Work request
Give a count of the lines below that have the string "beige" in them, with no other words.

-- Information shown follows --

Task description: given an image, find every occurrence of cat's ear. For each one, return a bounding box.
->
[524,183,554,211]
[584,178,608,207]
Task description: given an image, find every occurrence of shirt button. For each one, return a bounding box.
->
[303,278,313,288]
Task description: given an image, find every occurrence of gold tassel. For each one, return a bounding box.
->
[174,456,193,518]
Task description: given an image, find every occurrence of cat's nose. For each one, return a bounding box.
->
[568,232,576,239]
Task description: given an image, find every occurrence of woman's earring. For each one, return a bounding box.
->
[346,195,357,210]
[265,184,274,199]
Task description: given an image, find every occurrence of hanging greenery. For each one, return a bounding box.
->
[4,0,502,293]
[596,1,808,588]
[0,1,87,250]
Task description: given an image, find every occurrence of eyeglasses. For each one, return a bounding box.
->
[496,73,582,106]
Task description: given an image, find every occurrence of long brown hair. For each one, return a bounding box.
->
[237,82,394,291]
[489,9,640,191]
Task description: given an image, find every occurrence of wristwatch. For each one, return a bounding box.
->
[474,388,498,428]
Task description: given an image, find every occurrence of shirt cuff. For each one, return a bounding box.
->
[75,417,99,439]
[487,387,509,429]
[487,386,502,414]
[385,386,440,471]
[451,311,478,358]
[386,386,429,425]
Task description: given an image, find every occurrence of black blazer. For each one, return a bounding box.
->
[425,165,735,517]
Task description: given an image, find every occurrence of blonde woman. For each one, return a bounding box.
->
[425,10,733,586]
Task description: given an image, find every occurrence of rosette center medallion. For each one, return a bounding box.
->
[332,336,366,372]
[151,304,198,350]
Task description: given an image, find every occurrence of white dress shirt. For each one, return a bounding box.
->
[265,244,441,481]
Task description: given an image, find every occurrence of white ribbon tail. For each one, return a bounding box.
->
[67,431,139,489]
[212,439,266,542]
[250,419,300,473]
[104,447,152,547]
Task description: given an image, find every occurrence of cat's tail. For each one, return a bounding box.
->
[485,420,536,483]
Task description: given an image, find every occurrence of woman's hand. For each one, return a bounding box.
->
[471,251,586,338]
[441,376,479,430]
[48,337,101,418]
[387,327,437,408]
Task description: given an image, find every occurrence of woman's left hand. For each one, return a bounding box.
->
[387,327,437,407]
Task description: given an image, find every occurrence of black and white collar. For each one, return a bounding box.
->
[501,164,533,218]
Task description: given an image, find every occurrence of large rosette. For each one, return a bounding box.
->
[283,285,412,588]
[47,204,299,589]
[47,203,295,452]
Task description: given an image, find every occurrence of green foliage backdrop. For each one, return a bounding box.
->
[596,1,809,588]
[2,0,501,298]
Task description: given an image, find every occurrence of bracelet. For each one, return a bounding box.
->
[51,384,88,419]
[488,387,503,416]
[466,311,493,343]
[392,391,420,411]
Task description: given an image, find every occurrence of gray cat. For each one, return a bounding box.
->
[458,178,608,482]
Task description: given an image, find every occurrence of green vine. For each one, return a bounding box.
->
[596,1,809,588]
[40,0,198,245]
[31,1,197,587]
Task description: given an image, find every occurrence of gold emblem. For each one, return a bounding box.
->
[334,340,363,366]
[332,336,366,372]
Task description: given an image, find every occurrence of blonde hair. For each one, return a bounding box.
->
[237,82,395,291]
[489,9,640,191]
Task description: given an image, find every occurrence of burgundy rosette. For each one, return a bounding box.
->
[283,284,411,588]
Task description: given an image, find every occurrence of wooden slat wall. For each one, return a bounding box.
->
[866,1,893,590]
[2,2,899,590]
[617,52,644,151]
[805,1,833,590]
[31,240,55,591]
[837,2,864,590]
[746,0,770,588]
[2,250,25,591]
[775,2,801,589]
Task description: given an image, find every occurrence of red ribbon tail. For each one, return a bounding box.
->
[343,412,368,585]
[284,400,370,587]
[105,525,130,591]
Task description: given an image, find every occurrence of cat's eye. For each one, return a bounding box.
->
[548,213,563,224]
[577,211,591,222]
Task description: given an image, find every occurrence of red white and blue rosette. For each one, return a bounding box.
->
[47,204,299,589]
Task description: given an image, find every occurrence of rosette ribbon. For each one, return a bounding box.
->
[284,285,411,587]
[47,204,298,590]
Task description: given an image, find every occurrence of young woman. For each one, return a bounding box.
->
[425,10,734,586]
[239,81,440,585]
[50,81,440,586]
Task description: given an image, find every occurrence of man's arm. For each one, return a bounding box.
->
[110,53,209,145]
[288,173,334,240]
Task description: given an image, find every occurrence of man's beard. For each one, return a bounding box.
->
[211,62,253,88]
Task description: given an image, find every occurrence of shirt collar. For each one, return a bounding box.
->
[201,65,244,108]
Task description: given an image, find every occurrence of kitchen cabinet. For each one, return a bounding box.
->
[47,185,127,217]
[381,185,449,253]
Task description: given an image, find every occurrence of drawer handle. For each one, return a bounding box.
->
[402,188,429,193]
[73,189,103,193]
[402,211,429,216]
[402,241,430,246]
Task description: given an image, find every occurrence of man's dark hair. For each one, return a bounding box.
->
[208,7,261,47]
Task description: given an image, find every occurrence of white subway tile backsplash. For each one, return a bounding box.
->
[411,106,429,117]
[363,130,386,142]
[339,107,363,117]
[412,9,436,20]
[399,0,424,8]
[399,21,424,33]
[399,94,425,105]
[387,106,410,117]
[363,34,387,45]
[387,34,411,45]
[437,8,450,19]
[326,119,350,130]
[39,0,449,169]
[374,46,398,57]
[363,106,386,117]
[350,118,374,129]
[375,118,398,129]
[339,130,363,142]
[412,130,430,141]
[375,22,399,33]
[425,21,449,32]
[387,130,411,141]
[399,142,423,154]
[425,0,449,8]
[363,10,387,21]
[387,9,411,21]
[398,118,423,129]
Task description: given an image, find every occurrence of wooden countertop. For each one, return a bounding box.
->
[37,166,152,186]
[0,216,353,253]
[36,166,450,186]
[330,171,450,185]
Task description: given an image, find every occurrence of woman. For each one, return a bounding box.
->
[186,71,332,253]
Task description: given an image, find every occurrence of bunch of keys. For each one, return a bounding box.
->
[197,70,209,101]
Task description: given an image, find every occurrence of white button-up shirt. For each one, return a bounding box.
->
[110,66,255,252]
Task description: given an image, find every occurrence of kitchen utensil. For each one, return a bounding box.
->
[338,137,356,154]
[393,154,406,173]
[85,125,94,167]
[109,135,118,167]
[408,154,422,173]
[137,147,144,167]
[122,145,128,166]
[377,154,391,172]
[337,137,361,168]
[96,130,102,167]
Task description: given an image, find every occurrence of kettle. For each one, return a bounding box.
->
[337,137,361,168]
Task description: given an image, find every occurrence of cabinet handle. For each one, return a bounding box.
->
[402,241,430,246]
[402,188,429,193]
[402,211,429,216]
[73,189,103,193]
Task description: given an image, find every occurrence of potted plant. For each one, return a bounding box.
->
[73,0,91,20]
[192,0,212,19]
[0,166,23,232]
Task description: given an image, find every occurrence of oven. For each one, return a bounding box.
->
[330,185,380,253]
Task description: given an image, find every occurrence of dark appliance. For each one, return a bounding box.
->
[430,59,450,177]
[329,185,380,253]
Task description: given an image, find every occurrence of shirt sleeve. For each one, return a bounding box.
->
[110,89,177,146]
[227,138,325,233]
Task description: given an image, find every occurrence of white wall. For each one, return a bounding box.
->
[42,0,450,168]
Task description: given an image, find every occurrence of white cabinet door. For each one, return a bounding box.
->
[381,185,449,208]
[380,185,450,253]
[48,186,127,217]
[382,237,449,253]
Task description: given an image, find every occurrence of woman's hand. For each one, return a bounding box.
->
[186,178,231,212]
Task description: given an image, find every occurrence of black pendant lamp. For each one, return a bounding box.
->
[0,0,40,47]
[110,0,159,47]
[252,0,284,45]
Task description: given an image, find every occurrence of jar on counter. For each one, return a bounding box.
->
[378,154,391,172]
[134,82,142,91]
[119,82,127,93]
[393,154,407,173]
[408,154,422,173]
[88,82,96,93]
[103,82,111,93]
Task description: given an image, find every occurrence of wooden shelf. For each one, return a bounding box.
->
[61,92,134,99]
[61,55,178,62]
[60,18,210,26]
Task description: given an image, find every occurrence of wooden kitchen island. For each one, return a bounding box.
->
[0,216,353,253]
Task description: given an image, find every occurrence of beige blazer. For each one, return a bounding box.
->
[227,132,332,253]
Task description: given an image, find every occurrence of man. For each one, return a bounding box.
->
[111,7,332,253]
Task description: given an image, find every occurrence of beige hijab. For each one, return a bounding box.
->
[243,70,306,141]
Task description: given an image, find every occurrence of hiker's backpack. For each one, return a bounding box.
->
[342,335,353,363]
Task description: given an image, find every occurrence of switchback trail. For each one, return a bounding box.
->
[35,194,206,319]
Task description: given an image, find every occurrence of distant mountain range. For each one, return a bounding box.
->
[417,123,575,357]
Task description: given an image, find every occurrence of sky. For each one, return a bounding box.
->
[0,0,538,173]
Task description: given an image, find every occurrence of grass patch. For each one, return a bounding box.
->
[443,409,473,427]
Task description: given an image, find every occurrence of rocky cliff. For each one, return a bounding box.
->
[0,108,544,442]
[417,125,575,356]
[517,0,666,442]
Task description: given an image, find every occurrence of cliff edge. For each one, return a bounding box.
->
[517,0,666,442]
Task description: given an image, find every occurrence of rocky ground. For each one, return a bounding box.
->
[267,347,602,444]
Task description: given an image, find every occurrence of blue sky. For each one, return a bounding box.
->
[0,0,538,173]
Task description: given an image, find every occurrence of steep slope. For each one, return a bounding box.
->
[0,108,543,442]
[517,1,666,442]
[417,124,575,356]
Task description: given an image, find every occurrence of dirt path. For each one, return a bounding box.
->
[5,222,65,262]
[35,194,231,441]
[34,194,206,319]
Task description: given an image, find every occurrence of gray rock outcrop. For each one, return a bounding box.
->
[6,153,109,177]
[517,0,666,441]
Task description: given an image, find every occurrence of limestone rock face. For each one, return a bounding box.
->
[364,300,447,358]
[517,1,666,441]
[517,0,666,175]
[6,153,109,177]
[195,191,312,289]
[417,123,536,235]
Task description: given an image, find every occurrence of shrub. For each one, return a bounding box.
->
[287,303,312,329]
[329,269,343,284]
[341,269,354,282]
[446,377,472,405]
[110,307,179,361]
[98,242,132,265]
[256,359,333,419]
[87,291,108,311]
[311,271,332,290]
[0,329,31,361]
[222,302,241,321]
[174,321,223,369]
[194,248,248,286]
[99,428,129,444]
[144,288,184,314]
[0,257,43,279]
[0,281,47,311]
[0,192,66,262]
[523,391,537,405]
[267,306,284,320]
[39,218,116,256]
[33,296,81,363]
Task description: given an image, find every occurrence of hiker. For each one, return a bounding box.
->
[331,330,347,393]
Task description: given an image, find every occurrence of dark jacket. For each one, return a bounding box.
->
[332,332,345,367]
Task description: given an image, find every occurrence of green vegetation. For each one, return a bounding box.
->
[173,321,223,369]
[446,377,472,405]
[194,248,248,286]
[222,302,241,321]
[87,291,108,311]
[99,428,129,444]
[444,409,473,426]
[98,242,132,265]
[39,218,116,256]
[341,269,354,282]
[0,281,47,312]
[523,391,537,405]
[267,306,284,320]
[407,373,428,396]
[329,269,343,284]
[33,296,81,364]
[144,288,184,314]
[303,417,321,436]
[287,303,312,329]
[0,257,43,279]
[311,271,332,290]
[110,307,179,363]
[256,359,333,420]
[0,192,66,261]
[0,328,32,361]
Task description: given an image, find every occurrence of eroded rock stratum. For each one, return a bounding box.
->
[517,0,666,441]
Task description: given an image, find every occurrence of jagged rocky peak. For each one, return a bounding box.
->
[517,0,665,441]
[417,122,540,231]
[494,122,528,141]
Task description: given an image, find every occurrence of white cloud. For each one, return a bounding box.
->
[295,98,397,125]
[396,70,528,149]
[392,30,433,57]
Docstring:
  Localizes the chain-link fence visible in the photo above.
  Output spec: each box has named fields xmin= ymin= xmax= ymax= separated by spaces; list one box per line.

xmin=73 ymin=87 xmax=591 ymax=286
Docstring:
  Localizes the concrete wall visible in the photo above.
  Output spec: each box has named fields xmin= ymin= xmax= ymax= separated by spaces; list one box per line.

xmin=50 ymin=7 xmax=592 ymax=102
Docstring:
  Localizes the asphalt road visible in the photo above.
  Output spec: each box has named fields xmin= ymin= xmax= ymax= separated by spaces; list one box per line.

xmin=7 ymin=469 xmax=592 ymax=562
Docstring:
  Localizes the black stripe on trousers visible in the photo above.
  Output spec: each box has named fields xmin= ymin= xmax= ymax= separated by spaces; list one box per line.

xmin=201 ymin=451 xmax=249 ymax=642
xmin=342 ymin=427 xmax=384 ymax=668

-- Information shown concluded --

Answer to this task
2